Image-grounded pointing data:
________________________
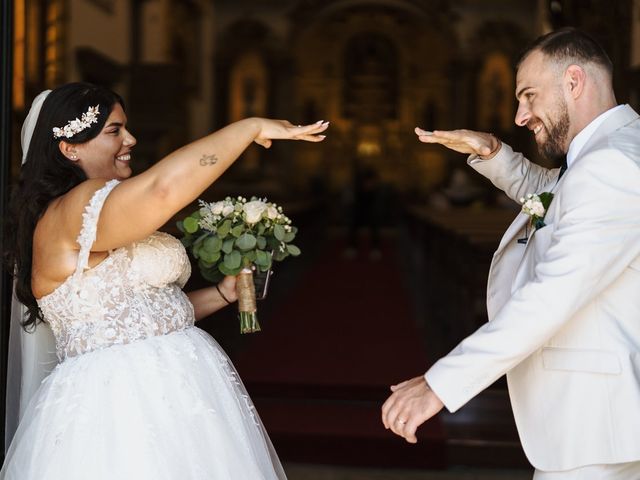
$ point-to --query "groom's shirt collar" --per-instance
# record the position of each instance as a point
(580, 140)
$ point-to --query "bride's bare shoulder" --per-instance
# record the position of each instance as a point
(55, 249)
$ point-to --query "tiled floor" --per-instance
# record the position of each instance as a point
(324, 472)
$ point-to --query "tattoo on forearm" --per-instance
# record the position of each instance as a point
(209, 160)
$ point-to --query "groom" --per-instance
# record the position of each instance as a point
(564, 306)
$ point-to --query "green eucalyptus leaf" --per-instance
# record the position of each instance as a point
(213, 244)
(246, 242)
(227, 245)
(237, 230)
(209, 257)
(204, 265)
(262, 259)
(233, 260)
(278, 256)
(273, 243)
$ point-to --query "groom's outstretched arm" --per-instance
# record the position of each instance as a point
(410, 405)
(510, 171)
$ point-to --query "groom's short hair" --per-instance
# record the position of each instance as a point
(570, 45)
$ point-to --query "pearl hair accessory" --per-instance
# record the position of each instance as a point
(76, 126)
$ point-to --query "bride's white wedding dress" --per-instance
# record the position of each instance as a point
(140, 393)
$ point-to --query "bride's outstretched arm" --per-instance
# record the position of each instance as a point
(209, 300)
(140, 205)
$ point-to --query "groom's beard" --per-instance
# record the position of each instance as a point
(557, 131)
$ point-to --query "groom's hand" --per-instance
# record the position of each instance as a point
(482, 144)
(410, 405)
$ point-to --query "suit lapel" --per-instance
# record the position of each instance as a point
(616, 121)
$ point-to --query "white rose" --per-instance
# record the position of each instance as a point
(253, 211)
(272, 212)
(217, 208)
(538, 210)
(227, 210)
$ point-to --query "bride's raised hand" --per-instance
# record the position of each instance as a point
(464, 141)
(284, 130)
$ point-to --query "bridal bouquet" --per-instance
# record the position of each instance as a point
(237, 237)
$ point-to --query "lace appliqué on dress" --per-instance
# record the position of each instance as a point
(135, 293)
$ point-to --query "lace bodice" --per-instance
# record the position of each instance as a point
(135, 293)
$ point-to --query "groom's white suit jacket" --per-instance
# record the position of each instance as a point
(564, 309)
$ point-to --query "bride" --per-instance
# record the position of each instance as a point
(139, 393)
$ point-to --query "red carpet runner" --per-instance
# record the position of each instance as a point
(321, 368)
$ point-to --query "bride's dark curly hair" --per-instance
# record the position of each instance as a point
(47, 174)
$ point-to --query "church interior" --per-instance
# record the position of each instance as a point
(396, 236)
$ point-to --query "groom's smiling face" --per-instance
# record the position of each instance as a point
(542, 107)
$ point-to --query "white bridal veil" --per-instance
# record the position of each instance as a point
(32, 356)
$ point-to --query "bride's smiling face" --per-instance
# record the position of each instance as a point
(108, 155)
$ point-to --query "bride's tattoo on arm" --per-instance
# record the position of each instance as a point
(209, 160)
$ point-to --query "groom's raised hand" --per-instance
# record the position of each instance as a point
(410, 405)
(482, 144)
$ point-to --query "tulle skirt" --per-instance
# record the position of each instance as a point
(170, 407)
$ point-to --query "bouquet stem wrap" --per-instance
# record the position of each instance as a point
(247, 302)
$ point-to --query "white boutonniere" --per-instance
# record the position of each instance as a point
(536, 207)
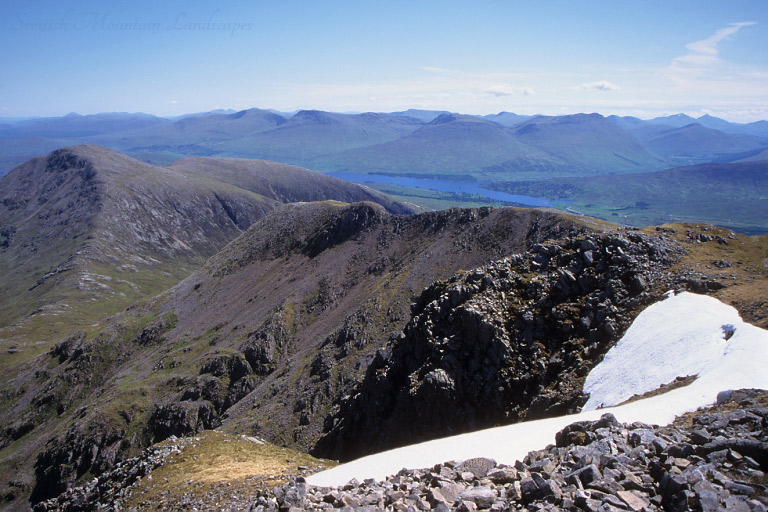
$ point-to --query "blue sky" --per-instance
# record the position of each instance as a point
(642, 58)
________________________
:: What to do ::
Each record above is to be restated exactly, with its pictures removed from the copy.

:: Solution below ::
$ point-to --query "groom's shirt collar" --per-instance
# record the position of each instance as a point
(580, 140)
$ point-to --query "bride's bare shoulder" --per-instance
# record the position of each instance as a point
(55, 249)
$ point-to --query "tiled floor" --per-instance
# record the position of each instance as a point
(324, 472)
$ point-to --query "tattoo on forearm" --per-instance
# record the position of each instance as a point
(209, 160)
$ point-to --query "groom" --per-instance
# record the position of each instance as a point
(564, 306)
$ point-to --query "green eucalyptus leaf" --per-instance
# record the position of each instance as a point
(213, 244)
(246, 242)
(227, 245)
(237, 230)
(209, 257)
(204, 265)
(262, 259)
(233, 260)
(278, 256)
(273, 243)
$ point-to --query "groom's outstretched arm" --per-instance
# record the position of each instance as a point
(410, 405)
(510, 171)
$ point-to --query "groom's short hair" --per-instance
# record the position of each instance as a point
(570, 45)
$ point-to --query "pearl hair accessory" --per-instance
# record the position of each instance as a point
(76, 126)
$ point-to --query "bride's white wedding dress" --per-instance
# record the position of each instance as a point
(140, 393)
$ point-to --query "bride's outstretched arm" --per-instance
# record the position of each instance as a point
(209, 300)
(140, 205)
$ point-to --query "groom's beard" --per-instance
# record the position of each instance as a point
(557, 131)
$ point-to --query "groom's hand" --per-instance
# record the position of each instance as a point
(482, 144)
(410, 405)
$ point-to --query "suit lapel" --per-instance
# record the position of each instance as a point
(616, 121)
$ point-to --query "white rose" --per-instance
# record the position of each instance as a point
(253, 211)
(272, 212)
(217, 208)
(538, 210)
(227, 210)
$ point-to --query "bride's raised hand" --per-instance
# record the position of each instance as a point
(464, 141)
(284, 130)
$ point-to --query "bridal bouquet" --per-instance
# record the position of each instance as a point
(237, 237)
$ point-to --query "lace appliqué on dress" --per-instance
# record the position of each instance as a point
(135, 293)
$ point-to --query "lace bodice" --per-instance
# record the position of each instance as a point
(135, 293)
$ point-to --query "groom's white suit jacket" --per-instance
# record the position of each instance as a point
(564, 309)
$ point-to --query "bride" --per-instance
# record the position of each instance as a point
(139, 393)
$ point-to --query "red carpet runner" --per-instance
# record the position of each instance as a point
(321, 368)
$ point-to --query "bride's dark curly hair" --per-instance
# record the position of each instance as a point
(47, 174)
$ point-to --query "church interior" --per-instance
# record the position of each instance as a point
(396, 236)
$ point-to --query "groom's smiling face" --per-instance
# record the position of each instance as a point
(542, 107)
$ point-to --query "white bridal veil" --per-instance
# record the position of each instance as a point
(32, 356)
$ point-to --query "bride's smiling face" --per-instance
# record the position of each instance as a point
(108, 155)
$ point-to --query "bride's tattoo on arm" --per-instance
# record the position of each instance as a point
(209, 160)
$ point-to --query "groom's raised hand" --per-instance
# record the position of each instance as a point
(410, 405)
(482, 144)
$ point-to --query "tulle skirt" --per-instance
# record the position of each instance as a point
(170, 407)
$ point-to --query "bouquet stem wrap" --per-instance
# record the position of each instance as a point
(247, 302)
$ point-to --query "white boutonniere" --per-instance
# record the position of each instance as a point
(536, 207)
$ point-to --query "blue sky" --per-instance
# record the position of each instance as a point
(642, 58)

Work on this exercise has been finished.